[Record list]

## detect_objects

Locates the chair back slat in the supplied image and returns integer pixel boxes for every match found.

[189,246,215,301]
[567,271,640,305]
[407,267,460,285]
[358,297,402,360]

[The problem] Can you put every line of the items above into a numbered list, leaving out the blank lines?

[Result of this exercise]
1. ## detect_objects
2. Locates the chair back slat in the supplied image and returns integer pixel boxes for every match found.
3. [189,246,215,301]
4. [567,271,640,305]
5. [407,267,460,285]
6. [358,297,402,360]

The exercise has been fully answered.